[Einträge mit Regionsumrissen]
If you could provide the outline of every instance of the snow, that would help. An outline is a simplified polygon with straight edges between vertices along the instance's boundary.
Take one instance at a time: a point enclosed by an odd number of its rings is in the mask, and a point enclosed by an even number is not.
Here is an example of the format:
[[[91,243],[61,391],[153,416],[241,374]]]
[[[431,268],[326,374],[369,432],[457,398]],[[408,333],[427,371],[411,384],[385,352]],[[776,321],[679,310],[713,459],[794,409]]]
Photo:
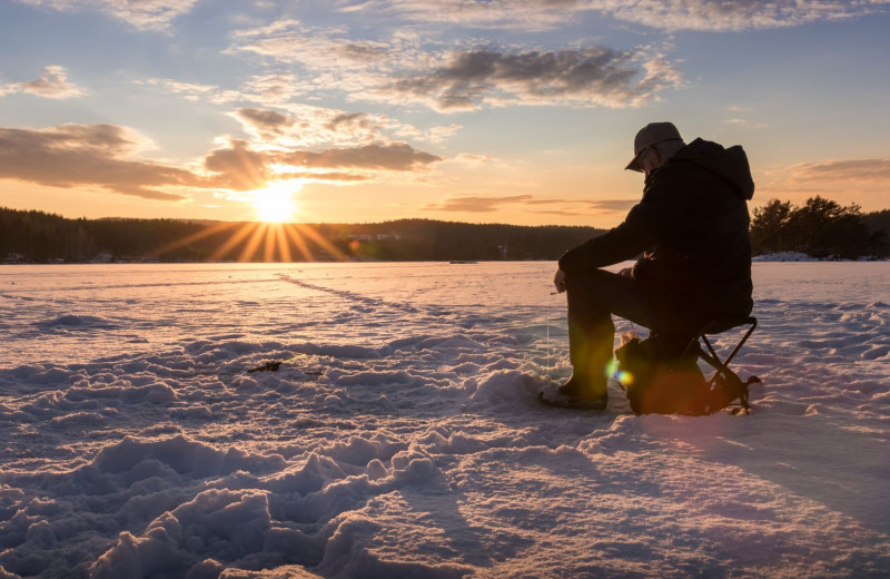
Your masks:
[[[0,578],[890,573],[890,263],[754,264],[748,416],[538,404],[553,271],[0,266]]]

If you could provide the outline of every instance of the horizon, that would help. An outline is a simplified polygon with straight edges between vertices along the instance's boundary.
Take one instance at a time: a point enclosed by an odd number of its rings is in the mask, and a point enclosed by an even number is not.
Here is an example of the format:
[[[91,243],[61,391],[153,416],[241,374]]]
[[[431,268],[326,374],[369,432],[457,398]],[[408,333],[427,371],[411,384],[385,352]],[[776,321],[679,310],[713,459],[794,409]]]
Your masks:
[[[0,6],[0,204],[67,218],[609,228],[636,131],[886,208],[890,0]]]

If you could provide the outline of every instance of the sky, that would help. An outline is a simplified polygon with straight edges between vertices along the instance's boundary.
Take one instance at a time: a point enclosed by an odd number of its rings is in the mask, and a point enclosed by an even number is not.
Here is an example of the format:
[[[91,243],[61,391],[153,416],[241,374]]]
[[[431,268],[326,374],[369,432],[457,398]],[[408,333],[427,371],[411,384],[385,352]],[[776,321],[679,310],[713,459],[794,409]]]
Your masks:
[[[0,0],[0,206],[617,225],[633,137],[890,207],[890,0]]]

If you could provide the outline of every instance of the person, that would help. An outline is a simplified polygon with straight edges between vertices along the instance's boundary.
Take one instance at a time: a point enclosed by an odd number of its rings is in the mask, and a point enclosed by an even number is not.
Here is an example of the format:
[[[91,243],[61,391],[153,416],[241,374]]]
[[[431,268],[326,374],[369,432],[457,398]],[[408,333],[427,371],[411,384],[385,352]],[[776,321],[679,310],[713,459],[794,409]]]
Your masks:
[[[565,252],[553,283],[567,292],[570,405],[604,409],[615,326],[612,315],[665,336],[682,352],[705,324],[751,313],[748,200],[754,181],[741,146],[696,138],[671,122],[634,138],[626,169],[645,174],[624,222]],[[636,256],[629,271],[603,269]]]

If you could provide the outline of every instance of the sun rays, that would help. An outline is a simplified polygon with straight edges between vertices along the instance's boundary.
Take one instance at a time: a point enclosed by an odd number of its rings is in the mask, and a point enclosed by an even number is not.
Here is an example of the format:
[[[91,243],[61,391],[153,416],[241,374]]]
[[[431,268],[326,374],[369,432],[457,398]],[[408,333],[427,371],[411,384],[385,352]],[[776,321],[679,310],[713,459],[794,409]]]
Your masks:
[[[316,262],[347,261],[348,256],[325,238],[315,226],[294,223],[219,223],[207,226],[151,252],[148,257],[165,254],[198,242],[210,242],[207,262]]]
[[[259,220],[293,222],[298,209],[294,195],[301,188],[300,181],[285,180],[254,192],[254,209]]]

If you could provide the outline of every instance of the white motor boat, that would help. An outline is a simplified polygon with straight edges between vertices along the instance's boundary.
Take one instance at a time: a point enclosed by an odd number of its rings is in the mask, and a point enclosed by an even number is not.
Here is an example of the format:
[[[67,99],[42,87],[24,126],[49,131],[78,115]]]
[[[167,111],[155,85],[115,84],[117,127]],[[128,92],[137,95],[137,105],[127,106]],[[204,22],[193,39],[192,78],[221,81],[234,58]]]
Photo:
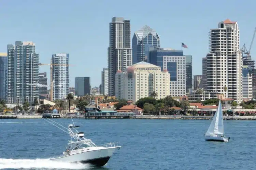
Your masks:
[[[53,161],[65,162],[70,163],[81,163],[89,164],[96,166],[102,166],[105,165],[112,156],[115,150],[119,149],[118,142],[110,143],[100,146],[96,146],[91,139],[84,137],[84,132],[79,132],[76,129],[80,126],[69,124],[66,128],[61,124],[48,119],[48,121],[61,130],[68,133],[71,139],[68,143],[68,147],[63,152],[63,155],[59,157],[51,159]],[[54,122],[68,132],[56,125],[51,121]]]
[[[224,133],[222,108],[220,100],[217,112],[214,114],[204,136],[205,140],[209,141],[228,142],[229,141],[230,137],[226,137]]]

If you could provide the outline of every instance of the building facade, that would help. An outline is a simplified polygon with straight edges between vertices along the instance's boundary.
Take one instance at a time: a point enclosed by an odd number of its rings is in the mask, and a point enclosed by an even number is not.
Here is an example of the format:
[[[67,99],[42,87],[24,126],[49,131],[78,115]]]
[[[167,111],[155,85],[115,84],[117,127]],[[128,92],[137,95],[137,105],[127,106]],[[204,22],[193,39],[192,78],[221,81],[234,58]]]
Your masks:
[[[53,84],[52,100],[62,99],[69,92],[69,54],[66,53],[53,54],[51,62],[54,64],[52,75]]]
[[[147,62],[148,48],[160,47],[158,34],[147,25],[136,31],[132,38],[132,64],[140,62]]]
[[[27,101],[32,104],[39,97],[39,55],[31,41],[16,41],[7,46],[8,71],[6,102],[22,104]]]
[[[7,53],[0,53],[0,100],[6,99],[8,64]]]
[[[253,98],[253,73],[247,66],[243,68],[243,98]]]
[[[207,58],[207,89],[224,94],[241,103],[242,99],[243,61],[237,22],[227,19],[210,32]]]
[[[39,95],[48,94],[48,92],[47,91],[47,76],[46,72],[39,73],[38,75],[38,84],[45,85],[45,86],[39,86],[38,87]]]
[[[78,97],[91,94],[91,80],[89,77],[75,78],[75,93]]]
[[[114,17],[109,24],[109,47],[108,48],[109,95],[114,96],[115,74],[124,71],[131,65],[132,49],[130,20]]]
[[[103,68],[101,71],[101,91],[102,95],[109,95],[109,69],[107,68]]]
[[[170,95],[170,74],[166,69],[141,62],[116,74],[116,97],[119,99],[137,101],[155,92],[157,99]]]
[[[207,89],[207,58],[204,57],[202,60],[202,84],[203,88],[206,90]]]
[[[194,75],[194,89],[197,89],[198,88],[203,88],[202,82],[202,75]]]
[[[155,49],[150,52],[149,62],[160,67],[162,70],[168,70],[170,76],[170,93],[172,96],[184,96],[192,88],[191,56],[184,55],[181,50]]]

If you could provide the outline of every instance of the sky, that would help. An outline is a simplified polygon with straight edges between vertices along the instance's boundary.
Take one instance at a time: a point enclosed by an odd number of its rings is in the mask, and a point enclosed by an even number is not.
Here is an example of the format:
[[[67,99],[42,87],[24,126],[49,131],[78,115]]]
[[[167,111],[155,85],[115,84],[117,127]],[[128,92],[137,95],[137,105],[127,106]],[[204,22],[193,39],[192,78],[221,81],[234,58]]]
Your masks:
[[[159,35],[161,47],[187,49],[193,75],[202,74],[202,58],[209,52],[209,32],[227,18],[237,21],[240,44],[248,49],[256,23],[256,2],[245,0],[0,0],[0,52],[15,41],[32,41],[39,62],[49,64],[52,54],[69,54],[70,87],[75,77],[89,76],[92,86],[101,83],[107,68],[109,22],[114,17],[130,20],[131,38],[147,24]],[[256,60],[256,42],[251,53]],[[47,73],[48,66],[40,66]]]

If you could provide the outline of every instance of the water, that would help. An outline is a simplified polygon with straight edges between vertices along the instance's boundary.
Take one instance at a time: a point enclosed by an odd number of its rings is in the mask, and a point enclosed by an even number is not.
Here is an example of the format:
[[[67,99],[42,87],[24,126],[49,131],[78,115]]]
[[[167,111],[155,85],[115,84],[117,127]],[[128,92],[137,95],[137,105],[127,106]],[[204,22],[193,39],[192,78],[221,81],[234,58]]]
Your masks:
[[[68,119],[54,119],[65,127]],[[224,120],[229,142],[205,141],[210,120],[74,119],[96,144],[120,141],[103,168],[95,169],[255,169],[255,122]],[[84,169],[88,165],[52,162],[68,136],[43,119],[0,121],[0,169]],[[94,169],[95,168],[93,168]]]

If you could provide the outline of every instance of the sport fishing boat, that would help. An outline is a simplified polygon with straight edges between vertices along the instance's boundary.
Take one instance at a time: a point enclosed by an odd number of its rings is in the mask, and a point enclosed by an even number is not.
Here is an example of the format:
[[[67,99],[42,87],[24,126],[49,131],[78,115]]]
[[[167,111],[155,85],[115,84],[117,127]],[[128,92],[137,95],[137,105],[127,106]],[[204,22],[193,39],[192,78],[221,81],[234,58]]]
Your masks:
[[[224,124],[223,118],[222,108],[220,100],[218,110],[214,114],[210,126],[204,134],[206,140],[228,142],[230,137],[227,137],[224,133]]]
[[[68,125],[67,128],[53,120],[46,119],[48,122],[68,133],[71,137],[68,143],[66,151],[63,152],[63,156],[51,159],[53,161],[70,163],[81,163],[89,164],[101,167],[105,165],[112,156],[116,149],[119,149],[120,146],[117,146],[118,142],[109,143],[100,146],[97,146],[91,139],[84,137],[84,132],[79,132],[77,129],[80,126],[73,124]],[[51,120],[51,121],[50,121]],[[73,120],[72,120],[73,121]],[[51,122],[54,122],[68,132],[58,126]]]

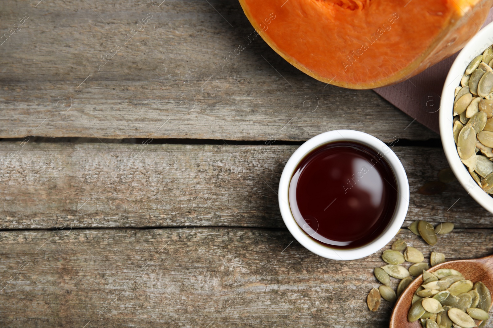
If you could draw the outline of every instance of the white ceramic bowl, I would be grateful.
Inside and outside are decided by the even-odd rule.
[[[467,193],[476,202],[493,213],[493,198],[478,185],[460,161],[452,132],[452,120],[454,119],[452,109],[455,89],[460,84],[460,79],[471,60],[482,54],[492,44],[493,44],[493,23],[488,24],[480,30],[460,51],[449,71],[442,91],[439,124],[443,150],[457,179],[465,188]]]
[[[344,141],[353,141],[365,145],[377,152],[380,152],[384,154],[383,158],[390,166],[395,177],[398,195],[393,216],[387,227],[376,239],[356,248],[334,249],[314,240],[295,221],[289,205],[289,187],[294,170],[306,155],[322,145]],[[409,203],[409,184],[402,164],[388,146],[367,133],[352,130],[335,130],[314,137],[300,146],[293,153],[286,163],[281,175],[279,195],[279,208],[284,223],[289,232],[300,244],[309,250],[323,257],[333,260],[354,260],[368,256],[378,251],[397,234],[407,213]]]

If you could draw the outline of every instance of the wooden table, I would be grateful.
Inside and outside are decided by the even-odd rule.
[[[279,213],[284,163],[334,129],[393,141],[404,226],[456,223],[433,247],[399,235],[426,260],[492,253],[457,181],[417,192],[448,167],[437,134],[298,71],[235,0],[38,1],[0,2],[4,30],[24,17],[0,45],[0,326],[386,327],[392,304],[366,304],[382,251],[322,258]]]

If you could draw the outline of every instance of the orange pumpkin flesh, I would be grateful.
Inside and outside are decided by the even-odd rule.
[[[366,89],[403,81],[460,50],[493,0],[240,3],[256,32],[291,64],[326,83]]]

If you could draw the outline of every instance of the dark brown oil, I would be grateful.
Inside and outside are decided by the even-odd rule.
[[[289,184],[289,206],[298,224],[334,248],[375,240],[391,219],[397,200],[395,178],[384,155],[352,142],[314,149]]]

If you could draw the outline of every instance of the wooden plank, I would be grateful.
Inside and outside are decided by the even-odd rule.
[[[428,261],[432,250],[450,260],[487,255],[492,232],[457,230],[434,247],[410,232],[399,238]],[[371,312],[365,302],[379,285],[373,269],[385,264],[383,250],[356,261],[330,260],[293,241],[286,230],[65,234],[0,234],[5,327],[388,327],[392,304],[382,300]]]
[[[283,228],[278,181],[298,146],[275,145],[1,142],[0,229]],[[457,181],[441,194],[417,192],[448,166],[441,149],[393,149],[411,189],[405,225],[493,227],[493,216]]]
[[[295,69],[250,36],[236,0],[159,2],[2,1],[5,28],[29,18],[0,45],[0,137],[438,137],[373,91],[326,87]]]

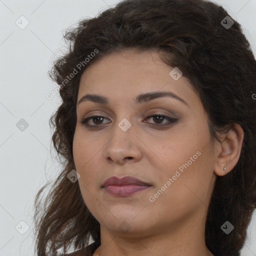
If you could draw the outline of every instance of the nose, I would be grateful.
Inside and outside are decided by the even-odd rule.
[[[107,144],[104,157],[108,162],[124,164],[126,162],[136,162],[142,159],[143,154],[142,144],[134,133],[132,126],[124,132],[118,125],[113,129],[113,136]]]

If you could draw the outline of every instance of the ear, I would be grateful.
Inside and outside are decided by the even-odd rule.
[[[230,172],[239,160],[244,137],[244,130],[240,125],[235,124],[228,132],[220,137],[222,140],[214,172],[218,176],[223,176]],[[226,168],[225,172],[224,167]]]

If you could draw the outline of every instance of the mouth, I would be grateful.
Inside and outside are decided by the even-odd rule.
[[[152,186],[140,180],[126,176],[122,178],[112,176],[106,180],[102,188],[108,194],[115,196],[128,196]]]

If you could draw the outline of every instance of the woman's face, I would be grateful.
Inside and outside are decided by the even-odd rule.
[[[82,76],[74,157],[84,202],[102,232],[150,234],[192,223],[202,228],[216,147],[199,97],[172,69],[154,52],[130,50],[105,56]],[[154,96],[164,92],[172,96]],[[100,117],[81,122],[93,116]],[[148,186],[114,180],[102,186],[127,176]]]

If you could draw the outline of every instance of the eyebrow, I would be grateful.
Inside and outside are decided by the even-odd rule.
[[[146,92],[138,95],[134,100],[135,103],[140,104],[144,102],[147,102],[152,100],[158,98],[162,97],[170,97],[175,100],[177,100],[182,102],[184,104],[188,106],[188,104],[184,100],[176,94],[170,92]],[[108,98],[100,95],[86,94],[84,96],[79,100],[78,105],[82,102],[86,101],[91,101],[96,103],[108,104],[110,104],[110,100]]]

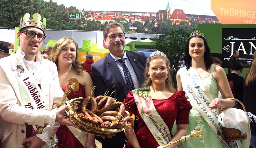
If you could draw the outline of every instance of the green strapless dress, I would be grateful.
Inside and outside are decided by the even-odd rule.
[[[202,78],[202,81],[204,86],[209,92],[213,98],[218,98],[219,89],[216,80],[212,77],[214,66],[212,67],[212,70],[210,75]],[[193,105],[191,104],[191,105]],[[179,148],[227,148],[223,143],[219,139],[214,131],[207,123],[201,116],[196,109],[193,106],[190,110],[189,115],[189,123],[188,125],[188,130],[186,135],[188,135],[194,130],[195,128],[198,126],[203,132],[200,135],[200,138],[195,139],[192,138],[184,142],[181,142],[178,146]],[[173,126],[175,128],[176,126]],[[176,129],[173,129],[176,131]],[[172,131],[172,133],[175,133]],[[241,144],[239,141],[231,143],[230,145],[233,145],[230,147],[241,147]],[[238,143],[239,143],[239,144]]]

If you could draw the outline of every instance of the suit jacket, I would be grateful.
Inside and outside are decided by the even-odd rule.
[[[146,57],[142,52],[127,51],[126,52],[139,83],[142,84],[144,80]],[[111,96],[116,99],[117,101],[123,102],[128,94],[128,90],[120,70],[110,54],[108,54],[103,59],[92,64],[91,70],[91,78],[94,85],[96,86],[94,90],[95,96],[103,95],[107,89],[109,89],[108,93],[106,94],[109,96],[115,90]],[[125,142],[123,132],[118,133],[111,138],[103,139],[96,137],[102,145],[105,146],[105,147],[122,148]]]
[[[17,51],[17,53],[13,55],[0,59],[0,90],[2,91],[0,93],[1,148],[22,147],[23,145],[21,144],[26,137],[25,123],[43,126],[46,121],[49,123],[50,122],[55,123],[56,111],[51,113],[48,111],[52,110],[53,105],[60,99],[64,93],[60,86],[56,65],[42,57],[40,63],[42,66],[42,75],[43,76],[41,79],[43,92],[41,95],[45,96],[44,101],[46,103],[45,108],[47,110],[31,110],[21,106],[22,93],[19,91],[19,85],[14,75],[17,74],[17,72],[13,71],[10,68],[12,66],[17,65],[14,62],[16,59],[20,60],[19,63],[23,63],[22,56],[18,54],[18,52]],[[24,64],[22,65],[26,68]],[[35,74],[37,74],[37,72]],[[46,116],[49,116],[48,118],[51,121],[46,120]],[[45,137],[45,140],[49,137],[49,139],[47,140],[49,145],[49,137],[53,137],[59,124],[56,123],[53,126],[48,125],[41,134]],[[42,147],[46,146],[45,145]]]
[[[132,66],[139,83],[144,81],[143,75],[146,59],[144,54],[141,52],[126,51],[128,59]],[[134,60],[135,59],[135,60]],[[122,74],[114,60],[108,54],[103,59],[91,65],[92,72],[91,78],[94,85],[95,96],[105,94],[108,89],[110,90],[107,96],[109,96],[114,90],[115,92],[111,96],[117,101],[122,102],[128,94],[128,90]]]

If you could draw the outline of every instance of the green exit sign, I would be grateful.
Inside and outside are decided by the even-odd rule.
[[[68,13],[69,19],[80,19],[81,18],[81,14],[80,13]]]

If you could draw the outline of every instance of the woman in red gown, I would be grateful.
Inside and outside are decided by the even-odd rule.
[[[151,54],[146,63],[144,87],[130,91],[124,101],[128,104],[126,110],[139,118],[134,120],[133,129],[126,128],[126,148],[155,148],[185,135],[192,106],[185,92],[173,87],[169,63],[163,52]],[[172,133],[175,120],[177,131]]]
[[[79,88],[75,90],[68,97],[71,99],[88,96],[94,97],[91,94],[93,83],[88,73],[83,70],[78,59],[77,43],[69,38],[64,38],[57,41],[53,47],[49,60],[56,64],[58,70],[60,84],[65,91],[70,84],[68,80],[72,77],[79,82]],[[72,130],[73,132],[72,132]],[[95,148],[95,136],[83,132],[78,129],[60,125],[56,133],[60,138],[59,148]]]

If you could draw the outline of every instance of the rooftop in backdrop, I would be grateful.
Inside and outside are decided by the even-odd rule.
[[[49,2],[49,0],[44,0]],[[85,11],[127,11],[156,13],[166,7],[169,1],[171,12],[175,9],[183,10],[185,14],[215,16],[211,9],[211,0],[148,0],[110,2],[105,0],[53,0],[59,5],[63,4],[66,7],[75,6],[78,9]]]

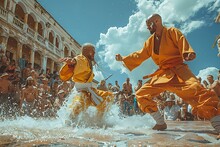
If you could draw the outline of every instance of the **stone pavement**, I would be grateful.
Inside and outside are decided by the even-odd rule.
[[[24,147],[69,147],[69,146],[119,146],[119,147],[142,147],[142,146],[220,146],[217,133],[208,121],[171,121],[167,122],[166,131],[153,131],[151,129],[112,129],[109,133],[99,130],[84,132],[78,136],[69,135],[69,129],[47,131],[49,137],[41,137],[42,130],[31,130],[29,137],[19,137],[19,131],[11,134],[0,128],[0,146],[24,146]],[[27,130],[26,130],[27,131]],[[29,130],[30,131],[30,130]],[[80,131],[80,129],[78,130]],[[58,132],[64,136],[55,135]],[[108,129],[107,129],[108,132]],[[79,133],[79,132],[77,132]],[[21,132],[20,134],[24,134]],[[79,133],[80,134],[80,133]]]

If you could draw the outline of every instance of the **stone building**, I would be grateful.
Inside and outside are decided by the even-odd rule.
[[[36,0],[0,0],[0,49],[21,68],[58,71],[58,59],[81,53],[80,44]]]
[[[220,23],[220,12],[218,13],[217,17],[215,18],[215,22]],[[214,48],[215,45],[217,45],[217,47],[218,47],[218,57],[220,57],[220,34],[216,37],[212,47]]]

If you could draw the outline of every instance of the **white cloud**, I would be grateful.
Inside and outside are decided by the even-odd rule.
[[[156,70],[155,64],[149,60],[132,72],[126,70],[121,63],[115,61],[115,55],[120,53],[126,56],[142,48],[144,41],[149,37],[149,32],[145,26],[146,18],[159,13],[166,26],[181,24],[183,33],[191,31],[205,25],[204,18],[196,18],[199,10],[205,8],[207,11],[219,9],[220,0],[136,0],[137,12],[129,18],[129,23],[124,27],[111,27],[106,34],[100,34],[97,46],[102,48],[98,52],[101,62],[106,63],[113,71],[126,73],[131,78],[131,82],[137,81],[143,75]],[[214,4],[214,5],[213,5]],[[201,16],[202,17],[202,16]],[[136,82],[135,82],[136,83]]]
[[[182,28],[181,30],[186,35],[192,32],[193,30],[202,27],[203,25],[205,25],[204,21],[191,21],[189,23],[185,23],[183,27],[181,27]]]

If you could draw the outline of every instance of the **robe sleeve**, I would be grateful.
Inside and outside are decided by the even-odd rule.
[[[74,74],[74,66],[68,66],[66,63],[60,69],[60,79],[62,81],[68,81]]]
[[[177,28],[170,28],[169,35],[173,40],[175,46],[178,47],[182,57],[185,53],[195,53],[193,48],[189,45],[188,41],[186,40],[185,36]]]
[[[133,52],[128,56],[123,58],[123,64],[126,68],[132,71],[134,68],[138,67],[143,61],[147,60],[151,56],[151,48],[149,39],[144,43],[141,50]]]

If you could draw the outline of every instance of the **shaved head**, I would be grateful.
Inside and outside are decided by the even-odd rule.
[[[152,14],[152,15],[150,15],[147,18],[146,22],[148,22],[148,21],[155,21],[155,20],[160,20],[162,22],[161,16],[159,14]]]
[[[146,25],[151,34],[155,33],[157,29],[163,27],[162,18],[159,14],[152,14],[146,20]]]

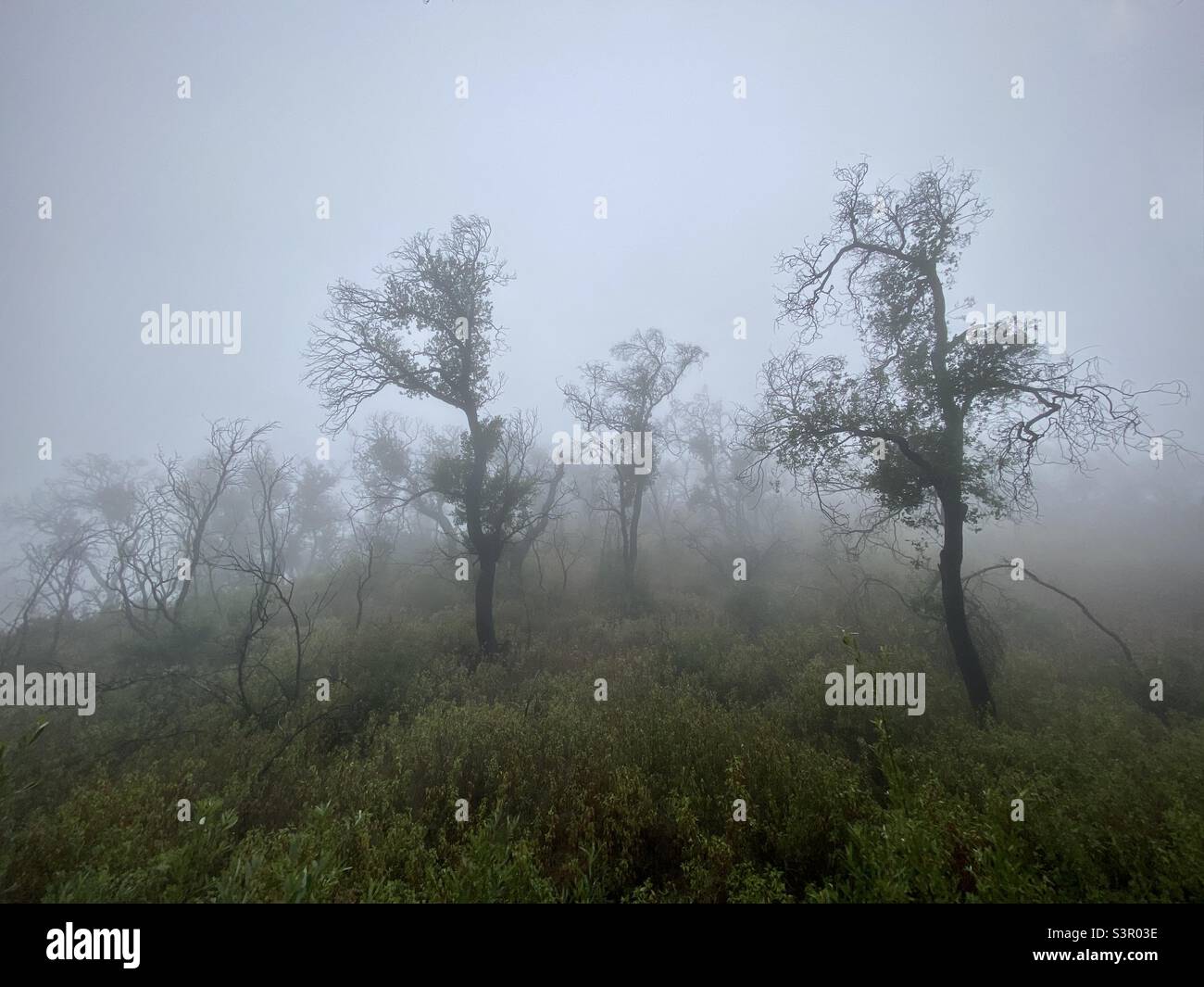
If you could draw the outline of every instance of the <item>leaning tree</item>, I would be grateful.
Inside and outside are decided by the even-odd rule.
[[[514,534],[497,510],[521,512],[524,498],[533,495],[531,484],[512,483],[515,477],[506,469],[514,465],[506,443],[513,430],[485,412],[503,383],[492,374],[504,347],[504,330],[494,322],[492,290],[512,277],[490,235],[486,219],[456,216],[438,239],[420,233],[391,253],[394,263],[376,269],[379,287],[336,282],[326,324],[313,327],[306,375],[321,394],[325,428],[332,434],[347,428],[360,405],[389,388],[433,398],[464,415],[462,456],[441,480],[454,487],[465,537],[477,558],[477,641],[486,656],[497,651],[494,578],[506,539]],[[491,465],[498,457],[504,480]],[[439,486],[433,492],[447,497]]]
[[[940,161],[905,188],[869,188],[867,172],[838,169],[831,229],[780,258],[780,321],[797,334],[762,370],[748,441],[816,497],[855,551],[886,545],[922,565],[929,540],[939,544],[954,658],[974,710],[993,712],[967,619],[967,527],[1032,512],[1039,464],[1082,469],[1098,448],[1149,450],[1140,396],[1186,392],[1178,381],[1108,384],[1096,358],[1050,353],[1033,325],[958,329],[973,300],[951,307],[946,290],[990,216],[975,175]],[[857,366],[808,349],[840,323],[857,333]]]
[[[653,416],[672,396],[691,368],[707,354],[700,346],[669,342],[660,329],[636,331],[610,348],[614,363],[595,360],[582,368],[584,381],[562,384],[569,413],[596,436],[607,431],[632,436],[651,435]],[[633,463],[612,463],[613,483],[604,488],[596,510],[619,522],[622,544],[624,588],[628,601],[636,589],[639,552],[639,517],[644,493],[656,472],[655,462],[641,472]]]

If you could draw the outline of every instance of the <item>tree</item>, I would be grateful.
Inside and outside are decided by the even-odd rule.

» Aufgabenstellung
Geben Sie die Daten ab der Zeile mit „<item>tree</item>, I would be grateful.“ (diese eingeschlossen) bis zum Ende der Daten Zeichen für Zeichen wieder.

» Lösung
If you could draw the outline of every instance of the <item>tree</item>, I would be grateful.
Inside and outside are decided by the even-odd rule.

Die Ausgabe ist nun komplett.